### STATED EXERCISE
Below are the records. Restate word for word every line from the one that contains "camera in the photo above." through the final line, both included.

Point labeling dataset excerpts:
══════
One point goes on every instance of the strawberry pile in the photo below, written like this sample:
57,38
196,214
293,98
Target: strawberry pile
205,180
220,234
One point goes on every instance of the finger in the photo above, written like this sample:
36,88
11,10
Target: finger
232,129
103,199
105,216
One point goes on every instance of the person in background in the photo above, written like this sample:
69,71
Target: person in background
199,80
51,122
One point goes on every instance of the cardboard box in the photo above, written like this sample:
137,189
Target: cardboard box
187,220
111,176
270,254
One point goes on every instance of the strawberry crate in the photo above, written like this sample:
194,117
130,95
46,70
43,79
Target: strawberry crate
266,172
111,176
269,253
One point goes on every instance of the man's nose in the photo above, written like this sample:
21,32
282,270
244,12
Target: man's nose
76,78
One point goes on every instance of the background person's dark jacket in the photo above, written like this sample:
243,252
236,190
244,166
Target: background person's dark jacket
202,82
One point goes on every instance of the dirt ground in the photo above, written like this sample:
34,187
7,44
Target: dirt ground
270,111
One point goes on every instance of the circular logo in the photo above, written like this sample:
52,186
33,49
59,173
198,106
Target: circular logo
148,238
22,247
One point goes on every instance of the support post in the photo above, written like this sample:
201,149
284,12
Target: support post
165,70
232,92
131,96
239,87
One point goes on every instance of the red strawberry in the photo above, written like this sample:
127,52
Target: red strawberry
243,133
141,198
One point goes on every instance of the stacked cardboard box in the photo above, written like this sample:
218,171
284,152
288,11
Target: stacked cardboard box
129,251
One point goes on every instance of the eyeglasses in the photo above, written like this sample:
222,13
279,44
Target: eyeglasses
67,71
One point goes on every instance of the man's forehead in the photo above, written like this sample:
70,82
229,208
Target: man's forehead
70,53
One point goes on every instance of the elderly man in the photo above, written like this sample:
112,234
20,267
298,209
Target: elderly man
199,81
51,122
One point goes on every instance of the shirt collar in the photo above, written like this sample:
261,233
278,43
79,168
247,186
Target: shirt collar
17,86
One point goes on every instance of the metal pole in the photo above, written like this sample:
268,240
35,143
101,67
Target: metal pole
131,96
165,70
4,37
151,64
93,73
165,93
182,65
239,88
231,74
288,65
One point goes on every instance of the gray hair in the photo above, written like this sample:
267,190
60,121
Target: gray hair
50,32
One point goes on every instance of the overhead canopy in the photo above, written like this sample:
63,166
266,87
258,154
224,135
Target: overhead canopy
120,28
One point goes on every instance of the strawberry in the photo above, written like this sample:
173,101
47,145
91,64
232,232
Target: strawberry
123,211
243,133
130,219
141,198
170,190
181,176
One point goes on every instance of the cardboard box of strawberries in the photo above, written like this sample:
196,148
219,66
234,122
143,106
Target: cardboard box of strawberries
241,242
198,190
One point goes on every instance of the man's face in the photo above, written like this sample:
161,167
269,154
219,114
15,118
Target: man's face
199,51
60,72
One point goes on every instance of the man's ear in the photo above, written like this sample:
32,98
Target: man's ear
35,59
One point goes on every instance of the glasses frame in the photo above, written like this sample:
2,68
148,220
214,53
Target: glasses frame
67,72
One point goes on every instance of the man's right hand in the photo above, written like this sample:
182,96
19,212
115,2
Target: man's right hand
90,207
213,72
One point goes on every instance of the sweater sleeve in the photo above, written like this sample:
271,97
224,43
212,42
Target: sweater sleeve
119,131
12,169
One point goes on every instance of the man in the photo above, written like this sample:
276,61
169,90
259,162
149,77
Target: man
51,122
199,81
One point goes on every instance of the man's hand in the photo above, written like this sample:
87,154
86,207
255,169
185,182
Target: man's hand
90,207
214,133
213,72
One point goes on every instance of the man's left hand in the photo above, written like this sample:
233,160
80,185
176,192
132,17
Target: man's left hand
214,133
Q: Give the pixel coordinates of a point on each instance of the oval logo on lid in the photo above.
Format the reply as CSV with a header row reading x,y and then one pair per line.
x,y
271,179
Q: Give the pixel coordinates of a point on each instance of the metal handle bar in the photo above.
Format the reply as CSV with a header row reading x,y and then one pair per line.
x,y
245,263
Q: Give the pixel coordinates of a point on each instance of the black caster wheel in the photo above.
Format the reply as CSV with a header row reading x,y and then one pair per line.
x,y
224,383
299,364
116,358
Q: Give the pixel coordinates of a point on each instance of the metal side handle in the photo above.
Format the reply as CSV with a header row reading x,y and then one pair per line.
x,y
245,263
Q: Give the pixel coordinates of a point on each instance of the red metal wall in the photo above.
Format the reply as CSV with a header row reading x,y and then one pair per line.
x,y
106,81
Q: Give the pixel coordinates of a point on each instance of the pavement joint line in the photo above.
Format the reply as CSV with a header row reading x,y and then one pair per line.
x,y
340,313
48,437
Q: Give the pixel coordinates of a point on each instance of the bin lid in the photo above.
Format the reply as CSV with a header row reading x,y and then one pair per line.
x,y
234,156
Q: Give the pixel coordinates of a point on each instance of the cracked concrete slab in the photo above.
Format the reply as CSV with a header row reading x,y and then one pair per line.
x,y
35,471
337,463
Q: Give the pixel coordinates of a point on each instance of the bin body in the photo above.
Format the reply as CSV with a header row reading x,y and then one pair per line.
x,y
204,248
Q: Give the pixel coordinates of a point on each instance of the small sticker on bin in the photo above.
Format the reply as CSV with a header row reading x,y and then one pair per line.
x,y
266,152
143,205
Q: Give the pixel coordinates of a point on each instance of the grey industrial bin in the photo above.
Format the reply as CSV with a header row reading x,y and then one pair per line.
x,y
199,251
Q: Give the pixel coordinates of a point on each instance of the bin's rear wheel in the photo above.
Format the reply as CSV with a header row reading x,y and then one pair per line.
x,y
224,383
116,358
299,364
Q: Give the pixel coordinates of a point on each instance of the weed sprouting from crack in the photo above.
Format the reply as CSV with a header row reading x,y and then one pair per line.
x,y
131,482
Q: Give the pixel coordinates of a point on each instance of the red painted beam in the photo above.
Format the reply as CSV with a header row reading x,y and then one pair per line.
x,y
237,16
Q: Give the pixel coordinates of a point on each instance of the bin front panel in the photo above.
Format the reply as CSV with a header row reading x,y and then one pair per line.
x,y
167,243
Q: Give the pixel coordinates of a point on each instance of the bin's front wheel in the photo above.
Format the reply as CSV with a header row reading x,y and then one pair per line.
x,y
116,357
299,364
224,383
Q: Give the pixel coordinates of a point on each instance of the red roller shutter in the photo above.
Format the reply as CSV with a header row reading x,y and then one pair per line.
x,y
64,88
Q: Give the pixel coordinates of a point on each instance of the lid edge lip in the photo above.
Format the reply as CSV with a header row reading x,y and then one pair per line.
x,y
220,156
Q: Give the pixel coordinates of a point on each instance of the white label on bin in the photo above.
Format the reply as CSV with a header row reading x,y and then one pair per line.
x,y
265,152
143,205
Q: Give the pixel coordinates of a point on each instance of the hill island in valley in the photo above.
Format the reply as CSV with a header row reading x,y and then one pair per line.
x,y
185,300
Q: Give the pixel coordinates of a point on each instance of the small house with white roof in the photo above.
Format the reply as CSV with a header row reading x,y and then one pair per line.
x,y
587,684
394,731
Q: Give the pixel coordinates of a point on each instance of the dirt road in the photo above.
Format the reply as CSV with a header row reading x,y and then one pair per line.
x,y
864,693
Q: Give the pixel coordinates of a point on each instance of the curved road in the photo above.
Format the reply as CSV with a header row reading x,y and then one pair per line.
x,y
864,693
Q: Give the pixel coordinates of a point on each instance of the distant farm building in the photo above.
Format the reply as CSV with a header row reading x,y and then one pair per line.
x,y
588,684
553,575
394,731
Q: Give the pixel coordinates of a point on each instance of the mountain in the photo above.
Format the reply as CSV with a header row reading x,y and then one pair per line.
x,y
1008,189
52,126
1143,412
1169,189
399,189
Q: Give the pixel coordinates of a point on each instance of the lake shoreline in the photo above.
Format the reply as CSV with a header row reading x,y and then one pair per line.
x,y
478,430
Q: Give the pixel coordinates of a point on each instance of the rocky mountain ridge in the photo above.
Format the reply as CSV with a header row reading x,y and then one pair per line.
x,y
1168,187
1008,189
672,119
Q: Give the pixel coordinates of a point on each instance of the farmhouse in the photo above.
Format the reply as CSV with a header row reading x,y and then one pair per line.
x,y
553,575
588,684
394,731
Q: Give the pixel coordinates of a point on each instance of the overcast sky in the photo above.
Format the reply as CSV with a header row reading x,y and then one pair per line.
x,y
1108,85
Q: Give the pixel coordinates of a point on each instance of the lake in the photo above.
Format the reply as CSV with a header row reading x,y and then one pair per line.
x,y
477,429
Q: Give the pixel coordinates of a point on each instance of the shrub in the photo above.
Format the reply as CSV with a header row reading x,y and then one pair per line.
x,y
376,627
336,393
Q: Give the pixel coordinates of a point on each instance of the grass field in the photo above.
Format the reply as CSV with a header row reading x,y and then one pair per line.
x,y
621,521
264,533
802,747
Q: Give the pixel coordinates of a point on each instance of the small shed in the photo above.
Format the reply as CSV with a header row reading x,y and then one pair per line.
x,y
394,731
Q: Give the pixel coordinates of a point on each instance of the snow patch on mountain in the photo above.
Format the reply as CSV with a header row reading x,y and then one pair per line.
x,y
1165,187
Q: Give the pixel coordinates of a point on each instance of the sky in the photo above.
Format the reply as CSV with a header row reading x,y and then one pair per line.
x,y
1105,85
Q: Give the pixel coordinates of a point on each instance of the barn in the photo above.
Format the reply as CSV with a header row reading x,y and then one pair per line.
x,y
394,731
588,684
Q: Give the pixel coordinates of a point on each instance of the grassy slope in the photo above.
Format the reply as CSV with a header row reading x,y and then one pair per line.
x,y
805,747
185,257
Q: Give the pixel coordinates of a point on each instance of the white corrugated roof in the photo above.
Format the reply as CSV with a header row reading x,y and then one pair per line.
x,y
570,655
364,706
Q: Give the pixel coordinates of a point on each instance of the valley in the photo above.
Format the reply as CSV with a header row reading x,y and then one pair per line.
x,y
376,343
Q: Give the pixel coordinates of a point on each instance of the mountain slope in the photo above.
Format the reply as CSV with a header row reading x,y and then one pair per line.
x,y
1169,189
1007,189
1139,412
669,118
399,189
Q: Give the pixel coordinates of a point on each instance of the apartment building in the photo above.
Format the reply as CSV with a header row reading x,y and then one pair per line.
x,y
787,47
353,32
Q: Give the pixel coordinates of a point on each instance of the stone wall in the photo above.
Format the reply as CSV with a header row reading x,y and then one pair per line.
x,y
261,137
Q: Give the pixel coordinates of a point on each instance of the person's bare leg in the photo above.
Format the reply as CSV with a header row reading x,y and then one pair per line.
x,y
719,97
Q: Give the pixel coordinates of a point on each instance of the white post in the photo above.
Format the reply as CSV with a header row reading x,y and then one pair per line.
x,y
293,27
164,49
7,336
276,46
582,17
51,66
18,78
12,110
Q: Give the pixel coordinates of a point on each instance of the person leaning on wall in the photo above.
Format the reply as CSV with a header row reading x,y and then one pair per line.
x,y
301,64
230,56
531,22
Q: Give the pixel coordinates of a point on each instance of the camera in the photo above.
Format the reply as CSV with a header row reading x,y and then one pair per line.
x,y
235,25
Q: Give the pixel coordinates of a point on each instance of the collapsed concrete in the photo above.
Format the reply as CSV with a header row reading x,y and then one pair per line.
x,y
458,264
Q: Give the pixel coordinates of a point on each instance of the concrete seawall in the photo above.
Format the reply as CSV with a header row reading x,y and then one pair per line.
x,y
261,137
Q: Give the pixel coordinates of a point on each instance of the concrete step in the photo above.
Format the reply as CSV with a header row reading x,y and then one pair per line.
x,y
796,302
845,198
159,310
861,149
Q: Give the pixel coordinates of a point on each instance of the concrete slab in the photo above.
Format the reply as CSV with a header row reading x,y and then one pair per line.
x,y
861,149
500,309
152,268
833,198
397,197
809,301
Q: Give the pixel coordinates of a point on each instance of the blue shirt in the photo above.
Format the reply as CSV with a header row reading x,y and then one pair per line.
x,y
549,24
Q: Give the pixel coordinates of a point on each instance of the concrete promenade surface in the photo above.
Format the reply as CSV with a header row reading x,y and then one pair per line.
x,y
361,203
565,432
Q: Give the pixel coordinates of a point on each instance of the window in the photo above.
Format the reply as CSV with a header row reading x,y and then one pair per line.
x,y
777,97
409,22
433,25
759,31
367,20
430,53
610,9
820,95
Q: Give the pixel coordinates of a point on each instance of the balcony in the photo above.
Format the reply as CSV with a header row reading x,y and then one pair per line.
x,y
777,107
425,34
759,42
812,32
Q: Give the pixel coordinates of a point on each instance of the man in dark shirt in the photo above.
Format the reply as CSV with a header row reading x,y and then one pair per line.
══════
### THE OUTPUT
Q: Give the pixel coordinates of a point on each instance of the camera in the photo above.
Format the reply as CSV with a header row reading x,y and then one pair per line.
x,y
235,25
Q: Give the pixel coordinates of a point on each instance of the collapsed concrete in the photo above.
Format the reply as CSV with a header row reading x,y and then one pair per line.
x,y
458,264
Q: Give the pixel coordinates of a point on each instance of the concrete seawall in the photo above.
Format the reply as CSV with a header row reading x,y and then one pair per line.
x,y
261,137
Q: Give the pixel coordinates of a point on each instance of the concrete step in the photo above.
Format the reply as CSV with a header row reading x,y and then one pair per line.
x,y
796,302
845,198
159,310
861,149
Q: Give the pixel coordinates of a point on each instance of the concrete slab in the photo above.
Format the reply as CSV with a header row reading x,y and then one pair per line.
x,y
861,149
500,309
152,268
833,198
397,197
809,301
Q: Give the pixel coordinates of a point on each instance of the blue shirt in the photo above.
Format the reply as CSV with a header row reading x,y and then one pair per line.
x,y
549,24
Q: Give the pixel coordinates of a point on each instance of the concrete promenade surface in the photo above.
Format the reply as CSV with a header row reading x,y and then one pair per line.
x,y
361,203
565,432
Q: Give the pixel coordinates of a point on each instance of the window in the photo above.
Format the reply as CSV with a header row reading x,y and then one pair per line.
x,y
777,97
409,22
433,25
759,31
367,20
430,53
610,9
820,95
Q: Give the pixel coordinates of a point on each instance of the balcony in the photo above.
Format the reply as CSV with a header row reading x,y and then one pair per line.
x,y
777,107
425,34
759,42
812,32
Q: Give the pixel coordinates of a point on each instance of the man in dark shirt in the photo above.
Format the reply as CSV with a header row reading x,y and then one pair per line.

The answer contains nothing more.